Output every line from the start of the items down to the line containing "x=126 y=213", both ends included, as a JSON list of strings with one string per line and blank lines skipped. Leave the pictures out of the answer.

**Object position labeling items:**
[Begin]

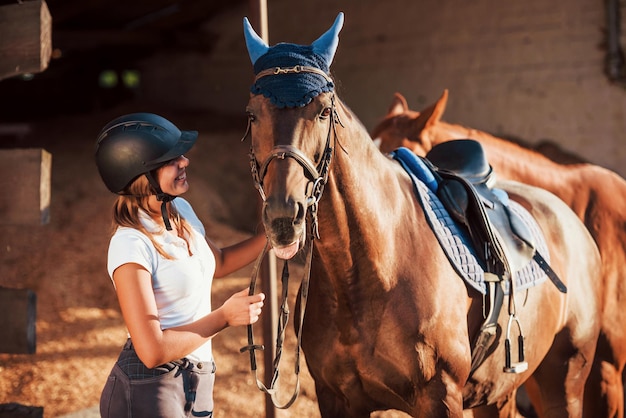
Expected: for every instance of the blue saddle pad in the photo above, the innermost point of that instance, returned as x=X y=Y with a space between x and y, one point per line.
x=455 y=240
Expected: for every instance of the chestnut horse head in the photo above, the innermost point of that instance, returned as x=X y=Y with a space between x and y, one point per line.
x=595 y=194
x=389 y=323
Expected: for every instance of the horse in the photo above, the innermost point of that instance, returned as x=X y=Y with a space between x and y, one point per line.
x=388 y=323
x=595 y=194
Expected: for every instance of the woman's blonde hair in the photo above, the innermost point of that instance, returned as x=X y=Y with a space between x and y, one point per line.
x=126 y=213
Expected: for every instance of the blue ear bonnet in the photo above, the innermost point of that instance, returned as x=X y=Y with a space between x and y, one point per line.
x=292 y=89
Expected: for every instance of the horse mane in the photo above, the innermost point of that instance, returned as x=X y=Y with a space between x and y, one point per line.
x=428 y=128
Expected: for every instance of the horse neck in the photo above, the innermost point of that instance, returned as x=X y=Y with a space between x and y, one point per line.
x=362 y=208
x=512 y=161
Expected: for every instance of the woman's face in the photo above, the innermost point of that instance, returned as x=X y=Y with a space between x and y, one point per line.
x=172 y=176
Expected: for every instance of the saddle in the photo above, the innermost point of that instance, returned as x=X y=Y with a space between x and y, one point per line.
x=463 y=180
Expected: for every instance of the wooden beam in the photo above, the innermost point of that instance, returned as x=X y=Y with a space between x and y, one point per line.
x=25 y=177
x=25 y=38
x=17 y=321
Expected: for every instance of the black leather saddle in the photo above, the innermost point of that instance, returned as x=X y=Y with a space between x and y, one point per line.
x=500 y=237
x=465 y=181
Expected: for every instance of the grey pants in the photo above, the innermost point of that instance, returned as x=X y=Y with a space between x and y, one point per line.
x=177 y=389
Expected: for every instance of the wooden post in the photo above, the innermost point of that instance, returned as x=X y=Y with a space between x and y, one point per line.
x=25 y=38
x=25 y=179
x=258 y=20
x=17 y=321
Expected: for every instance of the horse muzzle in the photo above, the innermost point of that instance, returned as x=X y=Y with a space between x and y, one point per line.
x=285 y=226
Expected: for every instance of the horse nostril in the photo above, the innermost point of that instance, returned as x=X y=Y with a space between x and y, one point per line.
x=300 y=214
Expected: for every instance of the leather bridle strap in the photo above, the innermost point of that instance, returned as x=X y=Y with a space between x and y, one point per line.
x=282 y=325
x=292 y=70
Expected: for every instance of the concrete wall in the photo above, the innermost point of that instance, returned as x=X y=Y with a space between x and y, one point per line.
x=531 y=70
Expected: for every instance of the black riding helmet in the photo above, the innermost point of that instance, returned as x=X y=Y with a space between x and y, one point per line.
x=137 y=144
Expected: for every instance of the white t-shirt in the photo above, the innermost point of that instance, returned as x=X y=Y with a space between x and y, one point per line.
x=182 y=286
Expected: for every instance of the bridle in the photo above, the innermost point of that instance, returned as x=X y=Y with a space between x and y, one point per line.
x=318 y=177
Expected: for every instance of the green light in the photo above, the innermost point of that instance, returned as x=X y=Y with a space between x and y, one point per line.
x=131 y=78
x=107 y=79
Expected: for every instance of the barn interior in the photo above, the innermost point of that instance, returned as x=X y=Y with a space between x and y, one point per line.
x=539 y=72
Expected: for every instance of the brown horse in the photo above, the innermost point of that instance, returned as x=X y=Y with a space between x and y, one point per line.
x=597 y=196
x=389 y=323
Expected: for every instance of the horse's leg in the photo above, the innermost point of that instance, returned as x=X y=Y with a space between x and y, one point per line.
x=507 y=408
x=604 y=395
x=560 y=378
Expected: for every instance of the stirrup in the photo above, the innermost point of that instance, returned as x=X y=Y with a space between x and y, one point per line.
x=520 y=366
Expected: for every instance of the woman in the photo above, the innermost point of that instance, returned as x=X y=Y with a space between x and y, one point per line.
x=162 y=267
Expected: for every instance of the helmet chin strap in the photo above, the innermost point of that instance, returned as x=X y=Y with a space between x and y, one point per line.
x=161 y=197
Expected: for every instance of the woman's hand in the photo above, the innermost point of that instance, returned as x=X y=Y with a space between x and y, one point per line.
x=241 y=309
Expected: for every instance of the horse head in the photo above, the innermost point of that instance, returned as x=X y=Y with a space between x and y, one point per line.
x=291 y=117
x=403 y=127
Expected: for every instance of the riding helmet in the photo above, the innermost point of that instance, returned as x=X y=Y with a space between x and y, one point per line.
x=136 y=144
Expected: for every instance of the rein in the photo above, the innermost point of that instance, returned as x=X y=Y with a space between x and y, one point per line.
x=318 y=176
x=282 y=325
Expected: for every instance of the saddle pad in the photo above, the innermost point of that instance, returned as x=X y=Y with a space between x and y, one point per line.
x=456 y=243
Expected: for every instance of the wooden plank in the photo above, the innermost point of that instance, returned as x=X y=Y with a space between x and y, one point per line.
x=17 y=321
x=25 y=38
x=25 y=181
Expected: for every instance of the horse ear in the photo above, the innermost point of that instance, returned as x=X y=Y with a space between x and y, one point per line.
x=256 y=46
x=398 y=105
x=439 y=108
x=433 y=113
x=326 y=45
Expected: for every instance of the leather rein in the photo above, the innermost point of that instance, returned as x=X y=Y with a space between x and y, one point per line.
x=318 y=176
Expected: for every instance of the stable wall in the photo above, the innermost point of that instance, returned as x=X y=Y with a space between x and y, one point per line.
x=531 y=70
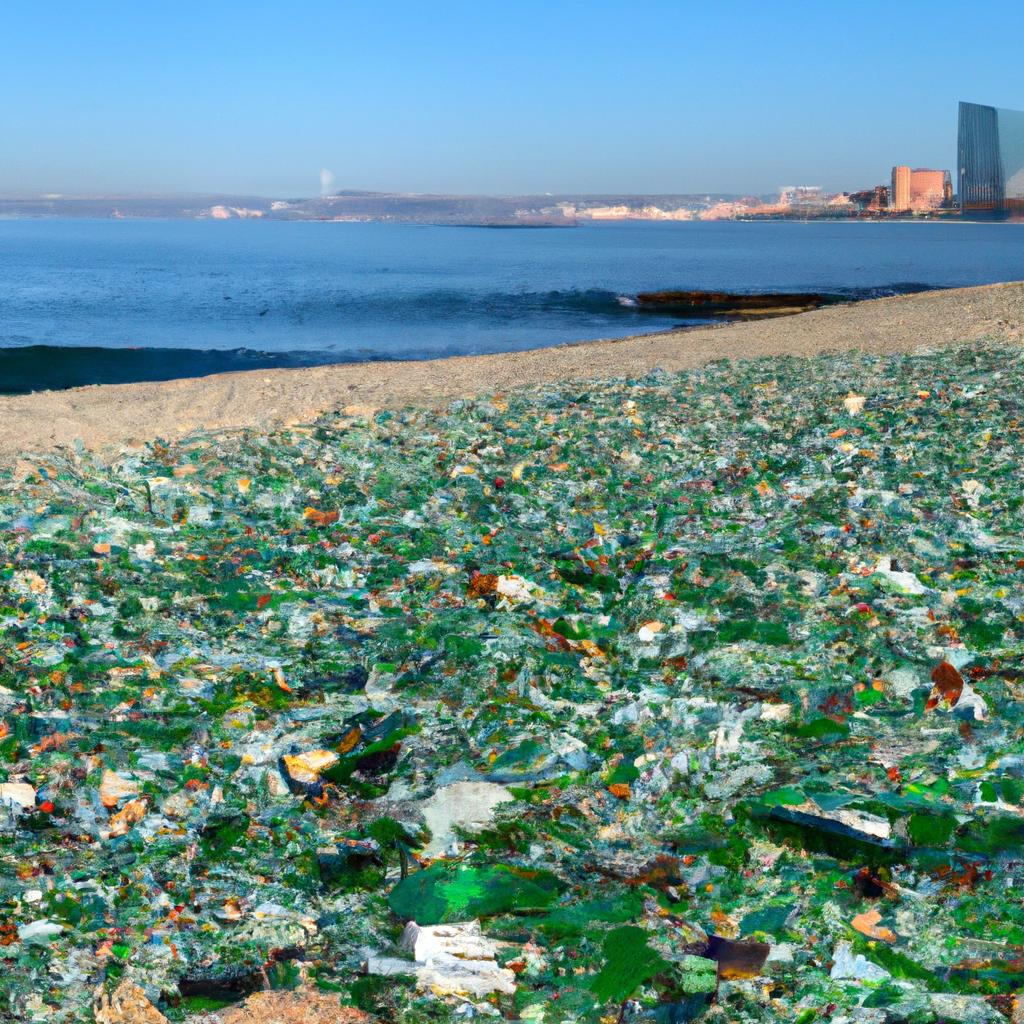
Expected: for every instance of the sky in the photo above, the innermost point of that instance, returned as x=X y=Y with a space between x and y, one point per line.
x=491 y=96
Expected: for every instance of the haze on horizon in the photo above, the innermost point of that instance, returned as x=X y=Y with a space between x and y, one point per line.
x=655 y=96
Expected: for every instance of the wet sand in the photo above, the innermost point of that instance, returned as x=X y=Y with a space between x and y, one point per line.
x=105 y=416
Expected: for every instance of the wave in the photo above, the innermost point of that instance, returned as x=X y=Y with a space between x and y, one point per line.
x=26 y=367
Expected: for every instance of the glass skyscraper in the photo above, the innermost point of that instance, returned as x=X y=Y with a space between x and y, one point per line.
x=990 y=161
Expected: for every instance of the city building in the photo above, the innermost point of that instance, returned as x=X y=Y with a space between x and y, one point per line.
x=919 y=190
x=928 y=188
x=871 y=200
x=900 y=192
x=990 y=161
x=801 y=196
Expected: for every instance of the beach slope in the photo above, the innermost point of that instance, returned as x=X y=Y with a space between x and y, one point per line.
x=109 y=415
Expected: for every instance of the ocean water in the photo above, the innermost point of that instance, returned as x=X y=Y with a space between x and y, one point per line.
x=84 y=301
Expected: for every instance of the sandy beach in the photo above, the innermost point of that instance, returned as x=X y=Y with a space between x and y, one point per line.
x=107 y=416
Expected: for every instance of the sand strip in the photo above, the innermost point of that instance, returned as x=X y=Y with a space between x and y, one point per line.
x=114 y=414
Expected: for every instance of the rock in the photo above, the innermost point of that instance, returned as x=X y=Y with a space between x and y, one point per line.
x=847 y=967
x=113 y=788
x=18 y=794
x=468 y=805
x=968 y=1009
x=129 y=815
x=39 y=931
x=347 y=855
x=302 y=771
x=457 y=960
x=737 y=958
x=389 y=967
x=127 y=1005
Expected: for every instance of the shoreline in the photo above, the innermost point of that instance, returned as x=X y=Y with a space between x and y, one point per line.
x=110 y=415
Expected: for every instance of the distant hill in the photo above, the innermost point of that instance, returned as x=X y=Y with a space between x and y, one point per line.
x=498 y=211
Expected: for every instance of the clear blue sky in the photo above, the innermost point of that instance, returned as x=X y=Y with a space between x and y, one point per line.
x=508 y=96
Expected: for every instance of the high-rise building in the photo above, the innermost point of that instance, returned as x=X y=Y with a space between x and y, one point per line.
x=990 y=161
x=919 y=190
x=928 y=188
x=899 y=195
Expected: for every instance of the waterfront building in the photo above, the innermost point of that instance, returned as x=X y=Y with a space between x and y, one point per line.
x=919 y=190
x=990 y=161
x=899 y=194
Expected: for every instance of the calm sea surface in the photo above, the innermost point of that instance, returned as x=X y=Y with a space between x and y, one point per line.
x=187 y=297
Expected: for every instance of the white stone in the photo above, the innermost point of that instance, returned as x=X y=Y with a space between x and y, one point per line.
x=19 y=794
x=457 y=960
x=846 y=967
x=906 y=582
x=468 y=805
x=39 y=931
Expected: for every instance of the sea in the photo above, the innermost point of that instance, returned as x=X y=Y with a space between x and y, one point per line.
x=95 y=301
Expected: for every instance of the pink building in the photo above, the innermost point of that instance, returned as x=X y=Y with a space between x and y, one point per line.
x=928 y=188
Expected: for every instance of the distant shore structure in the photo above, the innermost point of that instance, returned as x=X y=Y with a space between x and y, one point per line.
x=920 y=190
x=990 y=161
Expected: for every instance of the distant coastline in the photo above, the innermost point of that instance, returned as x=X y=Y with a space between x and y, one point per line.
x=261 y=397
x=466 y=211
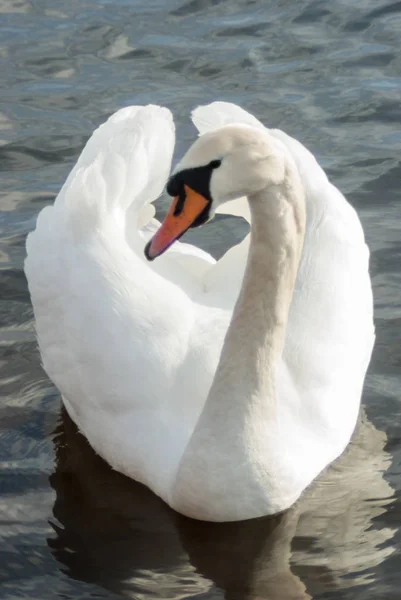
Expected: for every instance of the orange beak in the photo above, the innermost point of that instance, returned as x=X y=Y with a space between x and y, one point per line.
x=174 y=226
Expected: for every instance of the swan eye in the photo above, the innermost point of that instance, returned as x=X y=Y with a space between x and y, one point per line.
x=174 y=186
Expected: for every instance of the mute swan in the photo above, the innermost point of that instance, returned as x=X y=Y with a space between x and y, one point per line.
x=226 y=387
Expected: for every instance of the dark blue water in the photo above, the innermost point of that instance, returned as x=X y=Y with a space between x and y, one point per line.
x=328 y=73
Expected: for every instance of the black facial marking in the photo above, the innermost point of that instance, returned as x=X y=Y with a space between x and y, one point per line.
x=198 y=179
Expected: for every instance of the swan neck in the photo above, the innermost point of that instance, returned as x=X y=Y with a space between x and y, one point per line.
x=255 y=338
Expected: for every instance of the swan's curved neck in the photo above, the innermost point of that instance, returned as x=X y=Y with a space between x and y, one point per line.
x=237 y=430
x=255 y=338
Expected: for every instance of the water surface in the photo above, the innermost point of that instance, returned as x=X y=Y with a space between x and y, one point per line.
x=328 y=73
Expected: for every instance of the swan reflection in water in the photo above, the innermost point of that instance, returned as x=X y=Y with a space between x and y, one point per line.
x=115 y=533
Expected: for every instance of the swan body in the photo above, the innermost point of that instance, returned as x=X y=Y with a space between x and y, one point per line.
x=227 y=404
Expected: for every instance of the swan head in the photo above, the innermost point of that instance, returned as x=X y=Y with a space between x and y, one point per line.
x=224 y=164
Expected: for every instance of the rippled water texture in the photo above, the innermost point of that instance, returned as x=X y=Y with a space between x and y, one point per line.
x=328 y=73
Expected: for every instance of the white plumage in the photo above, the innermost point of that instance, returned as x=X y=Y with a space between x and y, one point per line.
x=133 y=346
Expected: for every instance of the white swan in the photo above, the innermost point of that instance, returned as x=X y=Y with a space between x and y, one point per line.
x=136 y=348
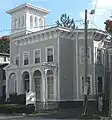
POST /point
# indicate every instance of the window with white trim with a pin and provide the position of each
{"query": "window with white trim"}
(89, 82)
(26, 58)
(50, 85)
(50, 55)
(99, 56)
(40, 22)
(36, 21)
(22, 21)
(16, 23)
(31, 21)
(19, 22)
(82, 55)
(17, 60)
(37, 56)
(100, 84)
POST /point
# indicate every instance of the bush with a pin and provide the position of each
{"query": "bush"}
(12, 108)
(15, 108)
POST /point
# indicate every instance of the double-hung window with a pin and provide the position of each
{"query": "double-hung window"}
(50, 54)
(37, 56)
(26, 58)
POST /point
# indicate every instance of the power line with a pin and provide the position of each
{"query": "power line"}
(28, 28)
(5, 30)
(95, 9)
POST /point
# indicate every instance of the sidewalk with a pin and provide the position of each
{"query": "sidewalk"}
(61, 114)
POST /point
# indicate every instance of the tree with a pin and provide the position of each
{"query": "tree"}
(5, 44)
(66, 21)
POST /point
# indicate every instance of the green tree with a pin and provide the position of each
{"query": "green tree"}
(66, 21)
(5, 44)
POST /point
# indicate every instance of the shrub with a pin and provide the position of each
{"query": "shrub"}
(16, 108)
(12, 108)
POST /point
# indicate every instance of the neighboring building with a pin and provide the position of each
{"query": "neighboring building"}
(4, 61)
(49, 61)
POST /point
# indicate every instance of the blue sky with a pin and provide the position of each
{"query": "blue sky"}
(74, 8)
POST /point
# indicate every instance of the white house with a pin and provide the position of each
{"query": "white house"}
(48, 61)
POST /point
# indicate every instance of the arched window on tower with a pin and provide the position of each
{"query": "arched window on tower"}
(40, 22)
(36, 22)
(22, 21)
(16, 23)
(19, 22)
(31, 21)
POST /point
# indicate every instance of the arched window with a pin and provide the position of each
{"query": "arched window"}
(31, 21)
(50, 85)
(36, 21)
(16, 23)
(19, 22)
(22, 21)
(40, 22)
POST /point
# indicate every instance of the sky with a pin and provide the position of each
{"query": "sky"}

[End]

**WRITTEN RESPONSE:**
[
  "Expected: for every instance of the blue saddle pad in the photo above, the innermost point of that instance, returned as x=X y=Y with a space between x and y, one point per line.",
  "x=455 y=240",
  "Expected: for every instance of the chestnut horse head in the photo above, the innermost point of that instance, returned as x=X y=Y with a space between x and y, one point per line.",
  "x=595 y=194",
  "x=389 y=323",
  "Expected: for every instance of the horse in the photo above, the innermost point of that instance, returned as x=X y=Y with a space between x and y, one point per line.",
  "x=388 y=323",
  "x=595 y=194",
  "Expected: for every instance of the woman's blonde hair in the photo above, the innermost point of that instance, returned as x=X y=Y with a space between x and y, one point per line.",
  "x=126 y=213"
]